Problems to work on:
1 > Please retype the part of the Masoli article below that opens with the words containing "But here's the" and closes with "and other sources.".
2 > Answer these questions from the Masoli article below:
(a) How long did Masoli spend in a juvenile facility in 2005?
(b) In what city is his parents' row house?
(c) On what date was he at the Sigma Alpha Epsilon house?

___ Source excerpt

Jeremiah Masoli is asking you to open your mind, to consider the possibility that, regardless of what you've read or heard, he is not a thug. That would be an easier sell, of course, if he hadn't spent nearly three months in a juvenile facility in 2005 for robbery; if he hadn't pled guilty in March of this year to burglarizing a fraternity house; if his career as the starting quarterback -- and a potential Heisman contender -- at Oregon hadn't ended last month after police found him driving with marijuana in his car.
But here's the thing with Masoli: there are always extenuating circumstances. Less than 48 hours after Oregon coach Chip Kelly kicked him off the team, Masoli is sitting in the living room of his parents' cramped row house in Daly City, Calif., a working-class suburb of San Francisco, trying to explain those circumstances. His hair, once a flowing mane, is trimmed short, befitting a young man eager to rebuild his image. The dual-threat quarterback who specialized in mystifying ball fakes is wrestling nervously with a throw pillow as he asks those who have judged him to look beyond his police record and consider his personal account of the events that led to his downfall -- an account that brings to light a number of previously unknown details, many of them backed up by police and court records, eyewitness accounts, and other sources.
Masoli admits that he lied about whether he was at the Sigma Alpha Epsilon house on Jan. 24, 2010. He lied to Kelly, to police, to his parents. He lied, he says, for reasons he hopes others will understand. He also admits to poor judgment. He is where he is today, "because I let all this happen. I put myself in some bad situations. That was the whole mistake." But he insists that he did not steal. His misdeeds took place in that wide area between black and white, between absolute guilt and innocence. He is asking you to see the gray.

______
___ Data excerpts

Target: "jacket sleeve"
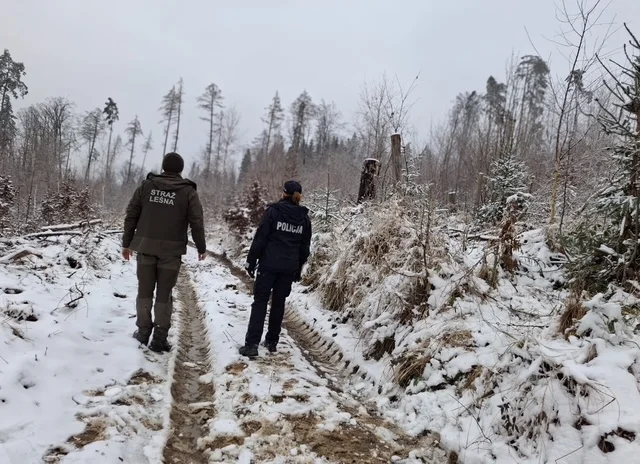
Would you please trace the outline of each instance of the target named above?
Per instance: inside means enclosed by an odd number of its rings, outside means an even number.
[[[305,265],[309,254],[311,253],[311,219],[307,218],[304,226],[304,235],[302,237],[302,246],[300,247],[300,269]]]
[[[124,217],[124,234],[122,235],[122,248],[129,248],[138,227],[138,219],[142,212],[142,186],[133,193],[127,212]]]
[[[269,235],[271,234],[271,221],[273,218],[273,209],[267,208],[262,216],[262,221],[256,230],[256,234],[253,237],[251,248],[249,249],[249,255],[247,256],[247,263],[252,267],[255,267],[256,262],[260,259],[262,252],[267,246],[269,241]]]
[[[189,194],[189,210],[187,219],[191,227],[191,237],[196,244],[198,253],[201,255],[207,252],[207,241],[204,235],[204,213],[198,192],[194,189]]]

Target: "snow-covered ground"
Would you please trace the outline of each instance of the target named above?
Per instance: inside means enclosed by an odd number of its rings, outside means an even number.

______

Task answers:
1 >
But here's the thing with Masoli: there are always extenuating circumstances. Less than 48 hours after Oregon coach Chip Kelly kicked him off the team, Masoli is sitting in the living room of his parents' cramped row house in Daly City, Calif., a working-class suburb of San Francisco, trying to explain those circumstances. His hair, once a flowing mane, is trimmed short, befitting a young man eager to rebuild his image. The dual-threat quarterback who specialized in mystifying ball fakes is wrestling nervously with a throw pillow as he asks those who have judged him to look beyond his police record and consider his personal account of the events that led to his downfall -- an account that brings to light a number of previously unknown details, many of them backed up by police and court records, eyewitness accounts, and other sources.

2 >
(a) Nearly three months
(b) Daly City, Calif.
(c) Jan. 24, 2010